_Records_:
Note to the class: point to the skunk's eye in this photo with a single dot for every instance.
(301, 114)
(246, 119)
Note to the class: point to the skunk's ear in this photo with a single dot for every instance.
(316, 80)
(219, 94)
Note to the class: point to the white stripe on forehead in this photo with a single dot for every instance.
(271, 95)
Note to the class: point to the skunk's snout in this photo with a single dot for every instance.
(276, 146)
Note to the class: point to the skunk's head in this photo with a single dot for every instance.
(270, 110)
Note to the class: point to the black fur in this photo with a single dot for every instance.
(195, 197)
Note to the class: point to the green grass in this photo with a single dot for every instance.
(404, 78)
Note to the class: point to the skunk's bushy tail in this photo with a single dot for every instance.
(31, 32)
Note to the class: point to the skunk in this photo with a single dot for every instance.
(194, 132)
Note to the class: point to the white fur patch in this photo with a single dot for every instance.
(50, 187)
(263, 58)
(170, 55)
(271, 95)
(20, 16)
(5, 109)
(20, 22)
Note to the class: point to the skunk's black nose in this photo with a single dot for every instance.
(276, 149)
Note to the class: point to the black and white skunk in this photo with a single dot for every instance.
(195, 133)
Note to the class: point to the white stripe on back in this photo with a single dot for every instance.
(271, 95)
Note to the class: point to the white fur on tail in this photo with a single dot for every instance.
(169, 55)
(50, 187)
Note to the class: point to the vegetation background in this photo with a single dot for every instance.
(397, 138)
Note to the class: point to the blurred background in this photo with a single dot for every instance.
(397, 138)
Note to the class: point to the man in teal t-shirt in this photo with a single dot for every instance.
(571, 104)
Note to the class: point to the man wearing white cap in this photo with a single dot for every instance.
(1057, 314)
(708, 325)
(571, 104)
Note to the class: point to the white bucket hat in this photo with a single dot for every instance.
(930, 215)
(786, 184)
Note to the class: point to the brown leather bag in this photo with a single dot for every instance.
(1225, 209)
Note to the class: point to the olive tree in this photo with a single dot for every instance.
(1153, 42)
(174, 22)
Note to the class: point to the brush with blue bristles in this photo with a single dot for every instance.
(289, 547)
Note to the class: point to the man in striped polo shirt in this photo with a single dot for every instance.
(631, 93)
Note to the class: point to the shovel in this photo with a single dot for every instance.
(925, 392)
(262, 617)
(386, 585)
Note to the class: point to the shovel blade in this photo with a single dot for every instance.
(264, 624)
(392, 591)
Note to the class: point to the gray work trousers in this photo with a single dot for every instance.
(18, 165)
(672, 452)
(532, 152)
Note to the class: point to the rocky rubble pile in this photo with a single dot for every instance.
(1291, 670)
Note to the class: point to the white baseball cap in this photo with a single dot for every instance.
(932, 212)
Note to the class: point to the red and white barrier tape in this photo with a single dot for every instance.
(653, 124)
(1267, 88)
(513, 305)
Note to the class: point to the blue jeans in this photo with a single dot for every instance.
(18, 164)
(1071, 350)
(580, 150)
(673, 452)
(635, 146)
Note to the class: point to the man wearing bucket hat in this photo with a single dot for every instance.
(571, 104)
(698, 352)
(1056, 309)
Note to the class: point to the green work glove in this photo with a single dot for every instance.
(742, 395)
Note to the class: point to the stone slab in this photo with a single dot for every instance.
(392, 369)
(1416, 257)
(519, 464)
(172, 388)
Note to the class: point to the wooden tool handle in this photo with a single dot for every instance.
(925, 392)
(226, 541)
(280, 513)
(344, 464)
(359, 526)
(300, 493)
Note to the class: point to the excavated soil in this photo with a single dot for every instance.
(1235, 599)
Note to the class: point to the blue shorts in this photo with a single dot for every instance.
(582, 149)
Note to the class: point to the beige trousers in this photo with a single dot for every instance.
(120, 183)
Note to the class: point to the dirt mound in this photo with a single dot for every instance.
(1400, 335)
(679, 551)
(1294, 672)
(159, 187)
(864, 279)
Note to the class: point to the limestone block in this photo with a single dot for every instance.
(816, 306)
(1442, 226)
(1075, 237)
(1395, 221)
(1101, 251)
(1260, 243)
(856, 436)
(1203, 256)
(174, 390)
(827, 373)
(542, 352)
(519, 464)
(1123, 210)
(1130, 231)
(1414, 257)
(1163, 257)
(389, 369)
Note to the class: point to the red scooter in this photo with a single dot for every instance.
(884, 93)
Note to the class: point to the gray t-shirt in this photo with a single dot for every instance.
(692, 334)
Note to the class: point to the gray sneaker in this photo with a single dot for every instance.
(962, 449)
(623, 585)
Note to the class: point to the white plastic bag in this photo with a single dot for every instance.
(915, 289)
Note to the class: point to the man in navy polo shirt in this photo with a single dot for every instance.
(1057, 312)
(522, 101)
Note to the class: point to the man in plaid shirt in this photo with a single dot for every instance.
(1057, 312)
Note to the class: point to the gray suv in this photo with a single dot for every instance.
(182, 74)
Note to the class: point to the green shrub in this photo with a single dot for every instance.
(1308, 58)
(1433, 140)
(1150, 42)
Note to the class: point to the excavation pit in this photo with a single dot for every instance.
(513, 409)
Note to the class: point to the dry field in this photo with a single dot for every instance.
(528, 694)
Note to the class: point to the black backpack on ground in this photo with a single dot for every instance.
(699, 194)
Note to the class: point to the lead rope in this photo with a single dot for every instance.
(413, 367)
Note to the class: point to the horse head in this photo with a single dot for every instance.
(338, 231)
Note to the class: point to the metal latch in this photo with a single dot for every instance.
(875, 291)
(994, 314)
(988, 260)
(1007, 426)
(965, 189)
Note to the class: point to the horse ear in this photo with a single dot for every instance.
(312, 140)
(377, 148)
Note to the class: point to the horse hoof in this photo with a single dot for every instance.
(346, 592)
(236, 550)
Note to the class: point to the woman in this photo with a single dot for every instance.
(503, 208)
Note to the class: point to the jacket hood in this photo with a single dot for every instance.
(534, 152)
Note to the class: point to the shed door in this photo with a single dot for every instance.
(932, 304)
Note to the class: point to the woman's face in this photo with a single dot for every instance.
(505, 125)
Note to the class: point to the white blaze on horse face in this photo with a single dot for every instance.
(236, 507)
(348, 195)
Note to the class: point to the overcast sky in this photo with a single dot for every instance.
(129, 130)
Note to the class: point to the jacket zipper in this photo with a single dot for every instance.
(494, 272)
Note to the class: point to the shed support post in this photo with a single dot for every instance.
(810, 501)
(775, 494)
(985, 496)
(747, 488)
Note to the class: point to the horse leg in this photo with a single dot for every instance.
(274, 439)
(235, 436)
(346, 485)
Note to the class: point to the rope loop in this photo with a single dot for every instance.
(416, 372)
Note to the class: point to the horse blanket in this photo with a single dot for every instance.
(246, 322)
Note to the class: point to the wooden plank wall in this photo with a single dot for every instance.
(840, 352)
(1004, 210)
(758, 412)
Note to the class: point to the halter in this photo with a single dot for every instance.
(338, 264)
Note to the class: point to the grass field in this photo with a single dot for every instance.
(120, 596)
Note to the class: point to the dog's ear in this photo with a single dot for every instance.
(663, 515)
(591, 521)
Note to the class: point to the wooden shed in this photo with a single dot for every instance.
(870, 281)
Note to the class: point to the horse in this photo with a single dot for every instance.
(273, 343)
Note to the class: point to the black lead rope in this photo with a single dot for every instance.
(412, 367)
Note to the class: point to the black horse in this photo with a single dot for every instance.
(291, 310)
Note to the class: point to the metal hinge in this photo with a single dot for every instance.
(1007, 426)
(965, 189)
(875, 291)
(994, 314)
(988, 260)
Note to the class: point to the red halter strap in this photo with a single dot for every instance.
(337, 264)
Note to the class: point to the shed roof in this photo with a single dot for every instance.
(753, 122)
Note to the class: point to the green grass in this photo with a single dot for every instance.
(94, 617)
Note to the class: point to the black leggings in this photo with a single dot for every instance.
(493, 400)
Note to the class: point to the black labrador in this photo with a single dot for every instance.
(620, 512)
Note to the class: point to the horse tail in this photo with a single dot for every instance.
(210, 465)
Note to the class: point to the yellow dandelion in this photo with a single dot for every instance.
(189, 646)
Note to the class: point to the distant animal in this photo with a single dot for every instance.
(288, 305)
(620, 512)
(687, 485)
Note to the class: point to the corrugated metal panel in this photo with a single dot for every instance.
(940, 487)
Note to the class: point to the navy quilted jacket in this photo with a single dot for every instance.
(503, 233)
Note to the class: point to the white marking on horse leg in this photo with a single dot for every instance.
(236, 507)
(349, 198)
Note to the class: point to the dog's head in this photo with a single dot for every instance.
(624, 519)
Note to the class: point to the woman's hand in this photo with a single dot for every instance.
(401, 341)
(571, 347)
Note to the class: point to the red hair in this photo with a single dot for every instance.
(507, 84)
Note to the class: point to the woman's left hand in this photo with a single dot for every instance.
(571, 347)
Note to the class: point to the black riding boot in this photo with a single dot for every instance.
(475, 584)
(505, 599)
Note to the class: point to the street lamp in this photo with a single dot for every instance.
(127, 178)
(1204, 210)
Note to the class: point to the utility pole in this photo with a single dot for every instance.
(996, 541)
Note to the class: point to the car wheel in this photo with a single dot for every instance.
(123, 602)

_Given task_: Copy the records again, starting at the one that contains "Note to the class: point to the utility" and ending with the last record, with "car wheel" swapped for "bicycle wheel" and nothing else changed.

_Written reply_:
Note to the class: point to the utility pole in this photo with a single dot for every instance.
(996, 541)
Note to the class: point to the bicycle wheel in this photo with a single dot for every instance.
(123, 602)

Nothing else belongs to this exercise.